--- Passage for review Enclosed Below ---

Management is bullish. Refuse to give any number guidance. Plead to shareholders to remain patient and look at the history, we will not disappoint you, we want to grow and are very clear on the approach.

Feel like price may have seen a near-term bottom. I have added more quantity today during the call.

Let’s wait for more order updates & execution flow.

Dream on

7 Likes

Since company preponed the concall, I missed on attending it. So I am curious to know whether management mentioned exact reasons of why sales were lower this quarter (YoY as well as QoQ). Also “Don’t look at quarterly numbers” tune should have been played during good quarter (which was last quarter), not during bad one like now. Sorry for being skeptical here but I have seen many companies playing this game. Good numbers are always due to them and bad numbers are due to “n” numbers of reasons beyond their control. Also timing of declaration of receipt of new orders is highly suspicious.

--- End of Enclosed Passage for review ---
--- Data extract Enclosed Below ---

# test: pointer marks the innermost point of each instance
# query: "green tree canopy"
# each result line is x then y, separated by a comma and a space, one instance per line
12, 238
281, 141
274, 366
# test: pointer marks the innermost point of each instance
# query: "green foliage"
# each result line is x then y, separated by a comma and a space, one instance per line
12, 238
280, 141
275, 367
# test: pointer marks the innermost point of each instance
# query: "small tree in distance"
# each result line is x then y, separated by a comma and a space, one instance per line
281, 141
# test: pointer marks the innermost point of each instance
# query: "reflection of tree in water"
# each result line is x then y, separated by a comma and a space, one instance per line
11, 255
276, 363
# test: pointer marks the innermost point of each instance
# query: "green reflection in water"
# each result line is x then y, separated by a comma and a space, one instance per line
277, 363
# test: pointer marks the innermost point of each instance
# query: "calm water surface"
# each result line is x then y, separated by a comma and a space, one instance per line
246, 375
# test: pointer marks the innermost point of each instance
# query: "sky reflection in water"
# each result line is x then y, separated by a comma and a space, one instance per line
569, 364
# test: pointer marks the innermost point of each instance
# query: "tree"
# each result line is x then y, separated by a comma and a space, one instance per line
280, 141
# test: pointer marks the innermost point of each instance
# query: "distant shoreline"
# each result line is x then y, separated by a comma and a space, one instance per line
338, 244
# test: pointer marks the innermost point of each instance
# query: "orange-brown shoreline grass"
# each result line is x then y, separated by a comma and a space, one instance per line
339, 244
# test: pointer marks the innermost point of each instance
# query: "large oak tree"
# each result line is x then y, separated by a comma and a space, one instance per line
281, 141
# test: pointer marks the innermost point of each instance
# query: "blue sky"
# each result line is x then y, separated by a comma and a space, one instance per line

--- End of Enclosed Data extract ---

## Prompt 1
In the investor forum discussion, what did management refuse to give?
## Prompt 2
In the investor forum discussion, write out the part between "Management is bullish." and "updates & execution flow.", inclusive, swapping "patient" for "calm".
## Prompt 3
Continue the investor forum discussion from the point where it stops.

## Written reply 1
Any number guidance.

## Written reply 2
Management is bullish. Refuse to give any number guidance. Plead to shareholders to remain calm and look at the history, we will not disappoint you, we want to grow and are very clear on the approach.

Feel like price may have seen a near-term bottom. I have added more quantity today during the call.

Let’s wait for more order updates & execution flow.

## Written reply 3
All in all, I am hopeful that my doubts are unfounded. But it is better to be safe than sorry, since it our own money. Would like to wait for few more quarters before allocating more capital to this company.

5 Likes

dcx system research.pdf (1.3 MB)

complete research report by KR choksey

2 Likes

Latest concall . Every thing answered by them

1 Like

Have substantially increased my allocation between yesterday & today.

*The product is not similar to Kavaach. They are not competitive products. *

3 Likes

Got some queries on how this is different from Kavach.

Kavach is an anti-collision system for 2 trains running on the same Track.

DCX’s system is a driver alert system to detect any object in front of the track for a range of about 1.5KM, in all-weather conditions.

The end user may need both systems.

Globally, there is no other system like the one DCX will offer. The opportunity is tremendous, in my opinion.

Management has to deliver in Q4 and Q1FY25. If they execute the way they’re talking, then we are looking at an absolute gem in the making.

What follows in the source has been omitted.